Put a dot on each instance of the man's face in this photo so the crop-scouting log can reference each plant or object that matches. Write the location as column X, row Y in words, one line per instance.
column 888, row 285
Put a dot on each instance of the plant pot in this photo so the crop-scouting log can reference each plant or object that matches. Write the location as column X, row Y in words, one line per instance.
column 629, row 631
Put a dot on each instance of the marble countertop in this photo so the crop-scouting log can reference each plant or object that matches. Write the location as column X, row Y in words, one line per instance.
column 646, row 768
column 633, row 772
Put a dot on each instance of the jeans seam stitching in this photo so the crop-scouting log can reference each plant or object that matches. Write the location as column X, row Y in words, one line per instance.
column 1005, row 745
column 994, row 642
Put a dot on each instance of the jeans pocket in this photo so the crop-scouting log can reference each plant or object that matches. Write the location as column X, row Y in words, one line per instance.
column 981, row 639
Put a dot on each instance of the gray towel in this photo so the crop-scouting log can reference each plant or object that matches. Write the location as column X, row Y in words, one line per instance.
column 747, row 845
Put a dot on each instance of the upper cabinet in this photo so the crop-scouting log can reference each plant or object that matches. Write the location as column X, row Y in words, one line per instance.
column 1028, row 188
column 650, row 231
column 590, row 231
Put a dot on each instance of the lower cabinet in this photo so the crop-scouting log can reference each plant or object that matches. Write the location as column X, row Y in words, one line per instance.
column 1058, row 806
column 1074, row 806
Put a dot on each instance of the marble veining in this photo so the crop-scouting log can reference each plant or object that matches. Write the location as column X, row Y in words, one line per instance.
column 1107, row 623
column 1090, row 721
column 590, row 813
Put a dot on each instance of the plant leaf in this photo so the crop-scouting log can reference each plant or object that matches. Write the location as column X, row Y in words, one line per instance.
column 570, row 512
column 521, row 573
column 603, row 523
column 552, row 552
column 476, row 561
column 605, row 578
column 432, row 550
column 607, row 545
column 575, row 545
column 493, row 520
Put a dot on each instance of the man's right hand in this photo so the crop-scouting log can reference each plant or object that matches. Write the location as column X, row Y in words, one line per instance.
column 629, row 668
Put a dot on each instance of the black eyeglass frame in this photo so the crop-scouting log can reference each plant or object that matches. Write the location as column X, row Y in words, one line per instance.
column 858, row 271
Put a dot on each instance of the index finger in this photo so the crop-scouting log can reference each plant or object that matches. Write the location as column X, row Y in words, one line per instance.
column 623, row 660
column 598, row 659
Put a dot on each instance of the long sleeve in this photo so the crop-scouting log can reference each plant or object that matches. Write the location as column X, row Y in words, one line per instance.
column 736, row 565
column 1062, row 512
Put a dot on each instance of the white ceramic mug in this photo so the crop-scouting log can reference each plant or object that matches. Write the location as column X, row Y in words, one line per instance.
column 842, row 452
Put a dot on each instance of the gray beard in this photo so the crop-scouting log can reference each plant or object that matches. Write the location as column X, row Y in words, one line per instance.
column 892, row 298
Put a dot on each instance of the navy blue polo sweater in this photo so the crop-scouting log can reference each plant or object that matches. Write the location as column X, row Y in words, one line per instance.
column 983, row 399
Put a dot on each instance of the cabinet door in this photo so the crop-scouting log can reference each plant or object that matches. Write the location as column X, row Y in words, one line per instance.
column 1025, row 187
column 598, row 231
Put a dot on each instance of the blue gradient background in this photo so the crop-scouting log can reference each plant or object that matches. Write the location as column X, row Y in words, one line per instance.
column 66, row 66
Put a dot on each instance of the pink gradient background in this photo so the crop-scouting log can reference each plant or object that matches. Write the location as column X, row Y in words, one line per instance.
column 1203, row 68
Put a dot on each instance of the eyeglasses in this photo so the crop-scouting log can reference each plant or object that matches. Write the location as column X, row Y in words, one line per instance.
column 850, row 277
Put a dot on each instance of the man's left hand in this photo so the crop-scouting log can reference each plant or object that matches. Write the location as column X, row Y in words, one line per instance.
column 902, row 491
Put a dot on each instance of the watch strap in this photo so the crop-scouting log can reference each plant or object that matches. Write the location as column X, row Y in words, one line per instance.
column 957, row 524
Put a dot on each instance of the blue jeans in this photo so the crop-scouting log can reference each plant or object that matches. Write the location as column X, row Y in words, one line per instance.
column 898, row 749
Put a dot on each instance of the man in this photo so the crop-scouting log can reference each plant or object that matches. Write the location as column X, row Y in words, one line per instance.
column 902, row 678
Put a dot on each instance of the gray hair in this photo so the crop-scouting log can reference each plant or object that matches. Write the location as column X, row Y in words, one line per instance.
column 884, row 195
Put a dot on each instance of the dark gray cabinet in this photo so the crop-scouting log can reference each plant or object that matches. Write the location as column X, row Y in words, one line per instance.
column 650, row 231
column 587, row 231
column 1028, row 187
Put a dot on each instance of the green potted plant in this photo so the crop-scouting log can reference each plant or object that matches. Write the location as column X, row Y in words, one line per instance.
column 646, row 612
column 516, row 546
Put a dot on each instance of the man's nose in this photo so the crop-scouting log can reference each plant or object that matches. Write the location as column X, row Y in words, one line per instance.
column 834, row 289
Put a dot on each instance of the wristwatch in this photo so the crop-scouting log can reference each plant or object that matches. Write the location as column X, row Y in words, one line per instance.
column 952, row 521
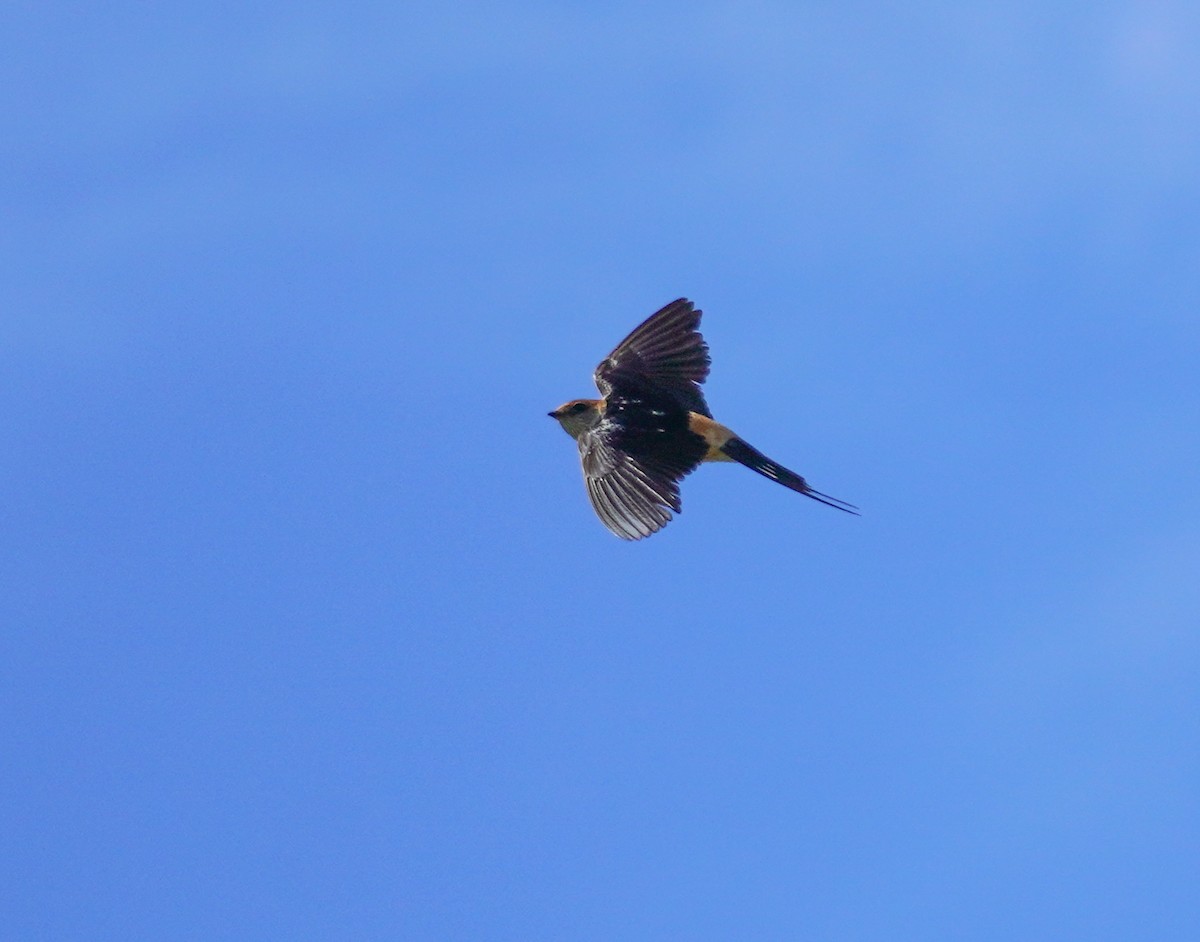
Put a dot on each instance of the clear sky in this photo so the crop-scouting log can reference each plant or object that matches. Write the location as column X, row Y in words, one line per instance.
column 309, row 631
━━━━━━━━━━━━━━━━━━━━━━━━━━━━━━
Please write out all of the items above again, changing "crop-scouting log" to "kitchen inventory" and keeping everything else the same. Leave the pictures out.

Put a dot on each instance of the man's face in this photo so the kitchen inventory can reference each plant or object that matches. Write the location as column X, row Y in words, one line per instance.
column 888, row 285
Put a dot on each instance of the plant pot in this photo so the kitchen inventory can reference each plant or object that matches. Write the location as column X, row Y in words, one line per instance.
column 629, row 631
Put a dot on each instance of the marble countertop in this photo so the kitchen inventory can reference each plant or object that matches. Write the location as column X, row Y in words, one line per instance.
column 646, row 768
column 633, row 772
Put a dot on each instance of the jeans seam stitching in this photo so the kitchen inventory can reference each plant or object that matches. Write the location as column X, row Y in words, one line per instance.
column 1005, row 745
column 994, row 642
Put a dot on each instance of the jeans pocket in this photo so the kitchen inventory can reference each plant or object that matches. Write the location as column X, row Y in words, one line per instance.
column 981, row 639
Put a dot on each instance of the gray towel in this photo so the kitchen inventory can reference each plant or object that matches. Write the location as column X, row Y in words, one line per instance.
column 747, row 845
Put a dot on each instance of the upper cabinet in this photo so the kitchen inventory can reference each plant or object that matches. Write the location as column X, row Y in words, one line per instance.
column 1028, row 188
column 650, row 231
column 590, row 231
Put a dot on each instance of the lower cabinet in this photo so the kitchen inventory can reference each plant or object that matches. Write the location as column X, row Y in words, one line per instance.
column 1058, row 806
column 1074, row 806
Put a dot on each instance of the marble veining in this photo so the kitchen inventory can reference each plant or object that matches. Write the location as column X, row Y in words, one line per instance.
column 1107, row 623
column 1090, row 721
column 590, row 813
Put a dot on each instance of the plant leaf in this photo so the kitchen inventory can reference each plant or object that matches. Write the location as column X, row Y in words, one line per instance.
column 570, row 512
column 521, row 573
column 603, row 523
column 552, row 552
column 476, row 561
column 605, row 578
column 432, row 550
column 607, row 545
column 575, row 545
column 493, row 520
Put a dot on each instance of the man's right hand in this photo so the kitchen inventory can reference each plant or object that matches. Write the location as column X, row Y in words, one line per instance.
column 629, row 668
Put a dot on each instance of the black eyeglass frame in this photo so the kitchen inventory can reference each plant or object that matches. Write the location as column X, row Y in words, one line per instance.
column 858, row 271
Put a dot on each instance of the index finger in this photo so the kitchen inventory can reference each plant or object that matches. Write the location as column X, row Y in words, one line per instance.
column 623, row 660
column 598, row 659
Put a dot on each instance of the long sleeve in this photo so the kitchen inventory can reference each plant or object that matches. Write the location as column X, row Y in words, one line per instance.
column 736, row 565
column 1062, row 512
Put a dot on each instance of the white ceramic mug in this photo so the kitchen inventory can reference each plant or object that matches. Write the location as column X, row Y in words, one line per instance.
column 842, row 452
Put a dot on each instance of the gray beard in this photo so the kitchen inventory can reference each plant or object that matches. Write the location as column X, row Y in words, one line per instance.
column 892, row 298
Put a dot on each instance of the navy blue polo sweater in this photo so the kitchen inventory can reference each plant or object that matches. Write the location as column X, row Y in words, one line per instance.
column 983, row 399
Put a dot on each instance of the cabinet door in this photo so the kitchen inventory can reference each plant or object that matches. Write the location as column X, row Y in words, one line per instance.
column 1025, row 187
column 598, row 231
Put a dot on each instance of the blue gradient background in this photo so the kitchen inventory can reference each plant or object that matches. Write the location as column X, row Y in words, one line per instance.
column 66, row 66
Put a dot on each instance of the pink gradient background in this photo so the kitchen inventory can reference each plant or object that matches. Write the location as column X, row Y in words, one line per instance.
column 1203, row 68
Put a dot on each instance of the eyeglasses in this photo so the kitchen inventory can reference each plant or object that matches. Write the location as column X, row Y in words, one line per instance.
column 850, row 277
Put a dot on each instance of the man's left hand in this photo so the kitchen inventory can reference each plant or object that matches. Write the location as column X, row Y in words, one line per instance.
column 902, row 491
Put a dot on each instance of the watch strap in this photo so the kitchen inventory can reference each plant or object that matches. Write the location as column X, row Y in words, one line per instance.
column 957, row 524
Put a dot on each instance of the blue jeans in this photo so the kitchen inventory can reference each plant or object that matches. Write the location as column X, row Y in words, one line per instance.
column 898, row 749
Put a dot on each instance of the man in this photo so the kitchen inventory can reference each plant or object that matches. Write the location as column X, row Y in words, one line per instance.
column 902, row 678
Put a dot on each instance of the gray hair in this photo so the kitchen inventory can reference each plant or object that matches. Write the location as column X, row Y in words, one line per instance.
column 884, row 195
Put a dot on each instance of the dark gray cabinet in this photo so the kitchen inventory can reference each plant or object that matches. Write the location as column X, row Y in words, one line per instance.
column 650, row 231
column 587, row 231
column 1028, row 187
Put a dot on each instance of the green potted plant in this photo so the kitchen inventory can reference each plant or object that matches. Write the location as column X, row Y in words, one line per instance.
column 646, row 612
column 516, row 546
Put a dot on each instance of the man's nose in this photo so the kitchen inventory can reference each plant or object that matches. Write the location as column X, row Y in words, one line per instance.
column 834, row 289
Put a dot on each instance of the wristwatch in this photo so the kitchen inventory can reference each plant or object that matches. Write the location as column X, row Y in words, one line per instance.
column 952, row 521
Put a dot on each instance of the clear sky in this photo so the kitchen inventory can reference each plant or object that matches. Write the location as column X, row Y in words, one line per instance.
column 309, row 631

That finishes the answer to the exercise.